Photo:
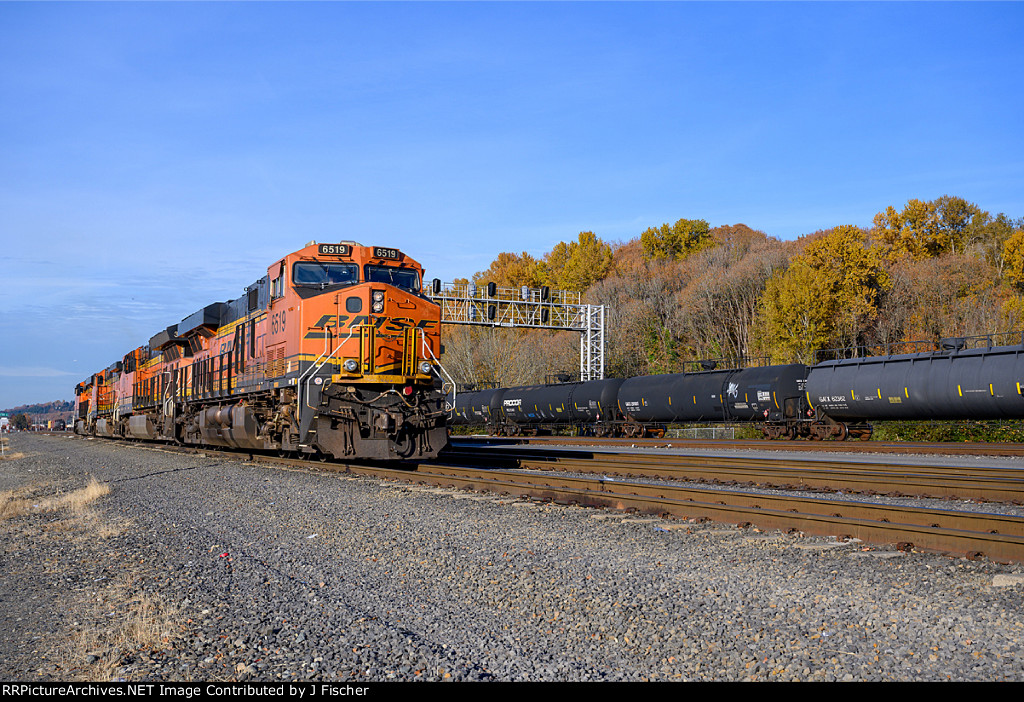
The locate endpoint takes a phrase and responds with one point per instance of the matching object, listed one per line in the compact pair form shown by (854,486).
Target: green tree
(1013,257)
(678,240)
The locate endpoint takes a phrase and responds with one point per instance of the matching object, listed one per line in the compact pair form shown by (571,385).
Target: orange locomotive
(334,352)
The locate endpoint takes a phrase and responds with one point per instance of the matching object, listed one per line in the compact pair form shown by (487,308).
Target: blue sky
(158,157)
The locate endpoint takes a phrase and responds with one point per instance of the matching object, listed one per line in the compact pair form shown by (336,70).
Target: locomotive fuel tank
(976,384)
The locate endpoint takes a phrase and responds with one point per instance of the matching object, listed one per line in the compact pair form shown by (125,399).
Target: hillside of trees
(687,291)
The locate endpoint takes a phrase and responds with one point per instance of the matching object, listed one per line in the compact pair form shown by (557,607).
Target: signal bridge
(527,307)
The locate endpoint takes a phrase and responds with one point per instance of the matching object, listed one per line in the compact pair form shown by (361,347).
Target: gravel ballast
(257,573)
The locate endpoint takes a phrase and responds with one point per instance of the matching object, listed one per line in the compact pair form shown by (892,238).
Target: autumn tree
(509,270)
(925,229)
(722,297)
(953,295)
(676,242)
(826,297)
(577,265)
(1013,258)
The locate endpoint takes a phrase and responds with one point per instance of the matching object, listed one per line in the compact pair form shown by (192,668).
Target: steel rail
(996,536)
(980,482)
(916,448)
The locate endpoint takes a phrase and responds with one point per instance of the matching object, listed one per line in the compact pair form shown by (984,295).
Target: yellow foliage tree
(579,264)
(826,298)
(1013,257)
(678,240)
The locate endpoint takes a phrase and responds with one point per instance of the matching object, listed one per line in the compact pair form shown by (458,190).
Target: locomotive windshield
(407,278)
(324,274)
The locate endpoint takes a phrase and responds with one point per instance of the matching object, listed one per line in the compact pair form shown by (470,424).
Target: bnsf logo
(384,324)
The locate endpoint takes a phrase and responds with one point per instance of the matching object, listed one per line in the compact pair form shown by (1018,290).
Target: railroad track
(972,534)
(915,448)
(890,476)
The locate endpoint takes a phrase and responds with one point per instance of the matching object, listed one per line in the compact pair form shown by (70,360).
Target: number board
(334,250)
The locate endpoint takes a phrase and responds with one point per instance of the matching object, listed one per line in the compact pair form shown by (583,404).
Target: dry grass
(117,624)
(23,500)
(112,624)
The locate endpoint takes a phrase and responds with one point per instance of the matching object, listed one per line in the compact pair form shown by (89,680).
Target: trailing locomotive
(834,399)
(333,353)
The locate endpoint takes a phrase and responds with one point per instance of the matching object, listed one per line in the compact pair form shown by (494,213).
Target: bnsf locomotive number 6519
(334,352)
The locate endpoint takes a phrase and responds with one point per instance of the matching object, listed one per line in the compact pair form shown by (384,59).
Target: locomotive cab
(355,345)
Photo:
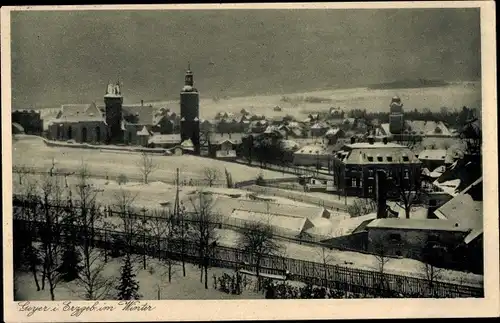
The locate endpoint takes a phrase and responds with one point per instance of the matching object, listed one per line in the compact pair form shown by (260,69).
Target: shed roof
(417,224)
(433,154)
(234,138)
(165,139)
(142,114)
(294,224)
(226,205)
(464,209)
(79,113)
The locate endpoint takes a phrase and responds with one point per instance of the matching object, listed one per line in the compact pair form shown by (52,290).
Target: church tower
(190,111)
(113,100)
(396,120)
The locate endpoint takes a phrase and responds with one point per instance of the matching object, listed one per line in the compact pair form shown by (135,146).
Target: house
(78,122)
(355,165)
(17,129)
(224,146)
(333,134)
(428,128)
(313,155)
(336,113)
(30,120)
(433,158)
(318,129)
(410,238)
(164,141)
(450,239)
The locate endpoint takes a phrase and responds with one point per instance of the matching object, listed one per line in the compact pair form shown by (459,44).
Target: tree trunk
(257,272)
(206,274)
(170,270)
(34,271)
(51,287)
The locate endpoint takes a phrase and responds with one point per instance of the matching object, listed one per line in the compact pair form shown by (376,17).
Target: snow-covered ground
(151,195)
(407,267)
(452,96)
(153,282)
(33,152)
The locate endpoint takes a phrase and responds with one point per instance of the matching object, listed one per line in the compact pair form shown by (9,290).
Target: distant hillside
(408,84)
(68,57)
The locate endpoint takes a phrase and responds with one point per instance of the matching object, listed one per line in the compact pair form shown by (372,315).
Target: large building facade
(355,165)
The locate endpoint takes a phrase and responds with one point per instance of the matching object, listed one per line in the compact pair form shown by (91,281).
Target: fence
(334,276)
(63,172)
(297,196)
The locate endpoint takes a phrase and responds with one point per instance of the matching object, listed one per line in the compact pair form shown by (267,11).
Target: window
(395,237)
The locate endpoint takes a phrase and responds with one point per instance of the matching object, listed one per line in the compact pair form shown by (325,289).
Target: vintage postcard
(249,161)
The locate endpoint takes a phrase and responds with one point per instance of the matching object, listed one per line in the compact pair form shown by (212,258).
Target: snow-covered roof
(433,154)
(143,132)
(225,206)
(416,224)
(289,223)
(165,139)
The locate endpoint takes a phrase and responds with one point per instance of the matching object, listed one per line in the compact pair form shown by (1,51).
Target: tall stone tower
(190,111)
(113,100)
(396,120)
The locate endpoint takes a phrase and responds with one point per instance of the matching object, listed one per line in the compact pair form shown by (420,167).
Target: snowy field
(32,152)
(153,284)
(454,97)
(407,267)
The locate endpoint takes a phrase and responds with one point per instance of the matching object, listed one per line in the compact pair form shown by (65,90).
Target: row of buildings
(120,124)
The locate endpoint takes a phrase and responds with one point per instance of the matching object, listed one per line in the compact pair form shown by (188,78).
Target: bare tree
(407,188)
(257,238)
(161,226)
(326,259)
(122,204)
(22,172)
(205,223)
(92,279)
(146,165)
(212,175)
(381,251)
(52,246)
(432,254)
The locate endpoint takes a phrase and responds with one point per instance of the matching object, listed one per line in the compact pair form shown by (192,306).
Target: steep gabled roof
(138,114)
(466,208)
(79,113)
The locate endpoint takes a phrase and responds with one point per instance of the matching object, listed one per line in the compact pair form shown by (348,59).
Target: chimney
(381,194)
(430,210)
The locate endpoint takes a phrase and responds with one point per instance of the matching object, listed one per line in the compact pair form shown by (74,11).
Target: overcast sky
(68,57)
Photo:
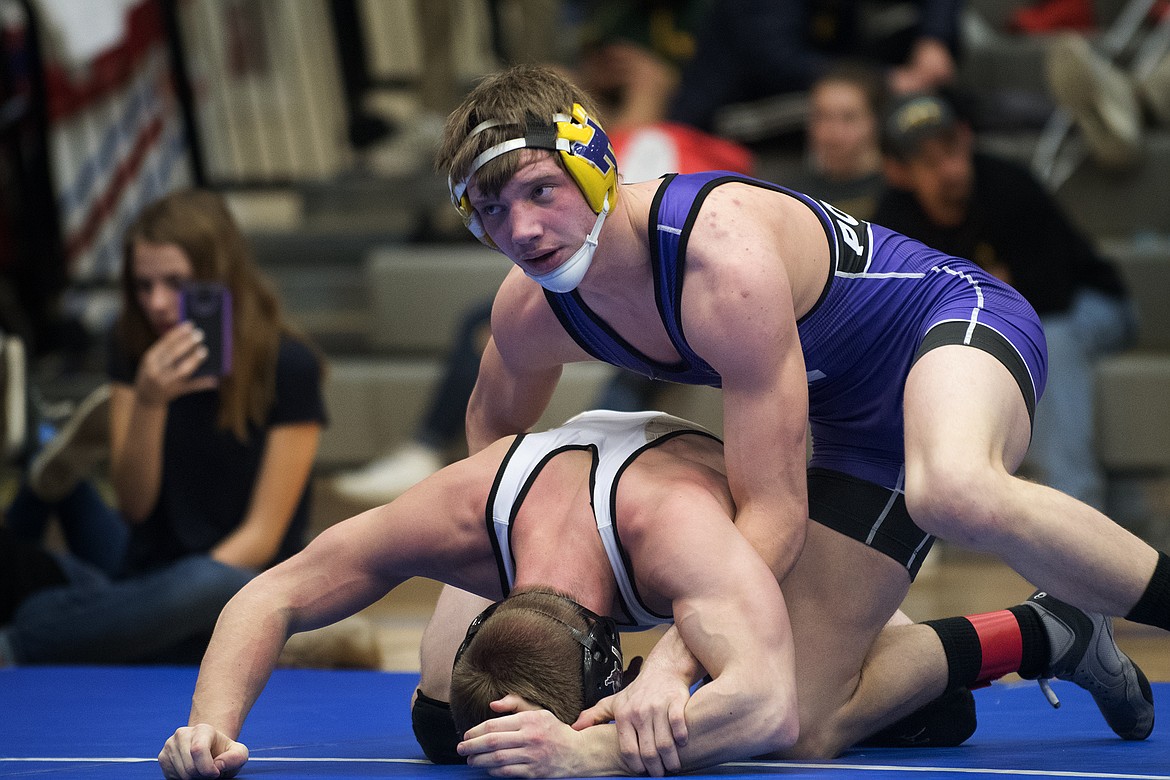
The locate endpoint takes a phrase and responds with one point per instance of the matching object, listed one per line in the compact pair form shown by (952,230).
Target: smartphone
(208,305)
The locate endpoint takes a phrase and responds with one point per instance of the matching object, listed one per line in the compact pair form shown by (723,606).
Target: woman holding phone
(210,464)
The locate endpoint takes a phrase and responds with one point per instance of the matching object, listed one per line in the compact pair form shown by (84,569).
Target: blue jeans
(94,531)
(1062,450)
(165,615)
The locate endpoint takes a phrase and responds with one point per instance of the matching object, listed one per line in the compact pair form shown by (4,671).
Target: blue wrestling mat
(69,722)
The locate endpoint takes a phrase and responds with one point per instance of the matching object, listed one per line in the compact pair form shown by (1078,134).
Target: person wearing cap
(993,212)
(917,373)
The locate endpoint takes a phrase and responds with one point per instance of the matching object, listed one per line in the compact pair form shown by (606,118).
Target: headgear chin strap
(601,664)
(568,275)
(585,151)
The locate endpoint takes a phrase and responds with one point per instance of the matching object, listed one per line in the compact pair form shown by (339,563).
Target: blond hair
(516,99)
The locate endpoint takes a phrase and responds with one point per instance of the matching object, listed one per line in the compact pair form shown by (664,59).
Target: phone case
(208,305)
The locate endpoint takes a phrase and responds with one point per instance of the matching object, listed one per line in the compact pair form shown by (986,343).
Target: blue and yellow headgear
(585,151)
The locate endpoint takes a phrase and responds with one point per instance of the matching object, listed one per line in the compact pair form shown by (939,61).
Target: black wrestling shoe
(1084,651)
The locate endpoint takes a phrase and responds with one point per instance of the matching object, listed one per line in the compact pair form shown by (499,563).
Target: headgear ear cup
(590,158)
(585,151)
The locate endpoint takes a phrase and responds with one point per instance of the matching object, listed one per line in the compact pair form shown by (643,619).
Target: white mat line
(749,765)
(104,759)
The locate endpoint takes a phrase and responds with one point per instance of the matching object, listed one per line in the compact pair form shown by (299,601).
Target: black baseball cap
(914,118)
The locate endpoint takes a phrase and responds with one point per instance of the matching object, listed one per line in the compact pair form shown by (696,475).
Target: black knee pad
(434,727)
(947,722)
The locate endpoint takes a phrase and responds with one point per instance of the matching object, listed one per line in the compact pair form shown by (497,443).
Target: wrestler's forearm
(239,661)
(670,655)
(729,720)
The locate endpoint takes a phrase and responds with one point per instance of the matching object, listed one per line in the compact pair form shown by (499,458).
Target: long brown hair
(523,648)
(198,222)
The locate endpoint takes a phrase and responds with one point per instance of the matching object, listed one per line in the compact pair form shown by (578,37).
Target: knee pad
(434,729)
(947,722)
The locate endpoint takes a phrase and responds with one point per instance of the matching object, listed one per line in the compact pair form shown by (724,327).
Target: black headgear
(601,662)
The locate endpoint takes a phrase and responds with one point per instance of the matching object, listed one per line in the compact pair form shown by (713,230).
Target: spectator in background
(749,49)
(1110,104)
(842,163)
(995,213)
(632,55)
(210,474)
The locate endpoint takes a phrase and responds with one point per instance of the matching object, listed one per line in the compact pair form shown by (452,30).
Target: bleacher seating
(403,302)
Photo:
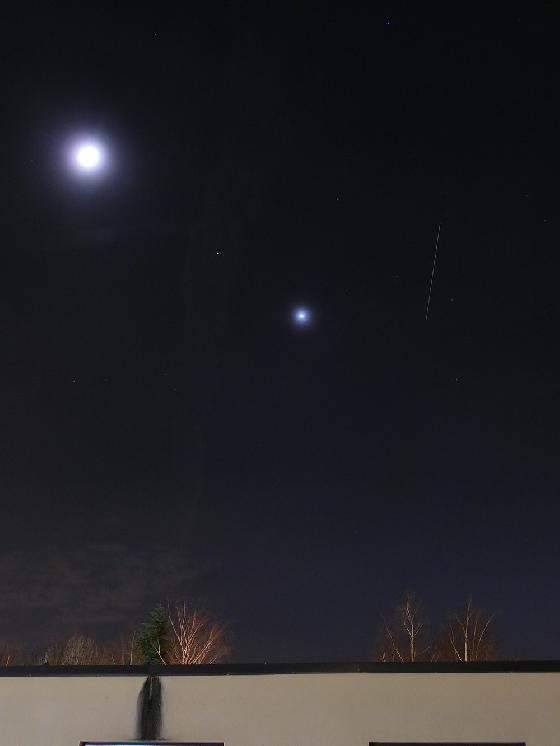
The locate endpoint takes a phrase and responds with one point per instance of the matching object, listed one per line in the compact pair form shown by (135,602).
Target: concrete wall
(325,709)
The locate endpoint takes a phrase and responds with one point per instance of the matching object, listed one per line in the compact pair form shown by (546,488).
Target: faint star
(302,316)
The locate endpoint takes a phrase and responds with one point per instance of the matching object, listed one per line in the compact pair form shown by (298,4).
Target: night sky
(169,429)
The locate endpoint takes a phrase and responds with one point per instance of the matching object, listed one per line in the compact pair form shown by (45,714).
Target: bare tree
(405,638)
(124,651)
(77,650)
(195,637)
(468,638)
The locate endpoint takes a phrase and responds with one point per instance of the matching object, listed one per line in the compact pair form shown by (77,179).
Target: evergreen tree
(153,640)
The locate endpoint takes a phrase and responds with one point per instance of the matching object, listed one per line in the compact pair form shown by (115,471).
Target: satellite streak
(432,275)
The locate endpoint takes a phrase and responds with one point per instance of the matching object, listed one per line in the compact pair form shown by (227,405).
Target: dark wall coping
(258,669)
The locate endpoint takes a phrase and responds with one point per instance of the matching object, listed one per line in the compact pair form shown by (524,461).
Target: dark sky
(168,431)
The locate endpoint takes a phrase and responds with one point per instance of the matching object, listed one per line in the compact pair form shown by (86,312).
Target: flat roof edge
(256,669)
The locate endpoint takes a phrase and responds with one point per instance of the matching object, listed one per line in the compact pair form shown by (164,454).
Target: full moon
(88,157)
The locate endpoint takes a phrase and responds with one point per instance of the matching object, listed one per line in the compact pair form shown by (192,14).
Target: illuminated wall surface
(343,708)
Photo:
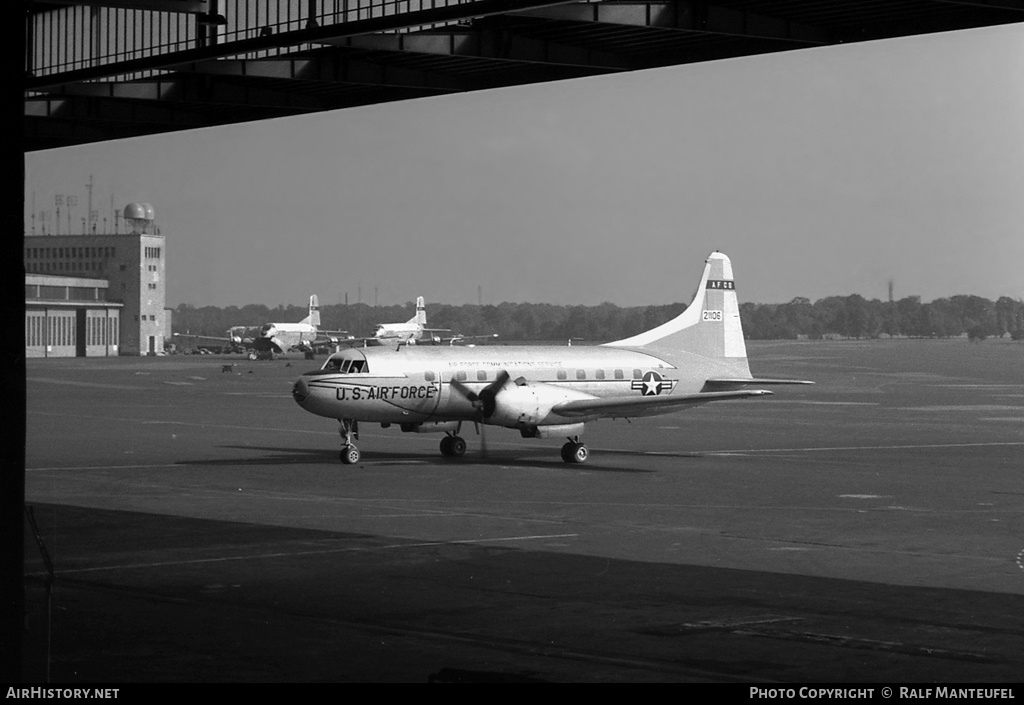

### WHAT YOU WILL DO
Scan the entries above for the line containing "shown by (212,258).", and copy it and all lines after it exactly, down to and including the line containing "shown by (1,51).".

### RESPONSE TO THIS EXERCISE
The locate endpoint takes a phrase and responds with one point per instance of the matching object, listed one per line in the compact pair form shown by (212,258).
Target: snow-covered roof
(433,154)
(143,132)
(225,206)
(416,224)
(289,223)
(165,139)
The locate endpoint takes a phrase and responds with one point per instance of the matching object, listed one per line in the compact pair form shown by (1,51).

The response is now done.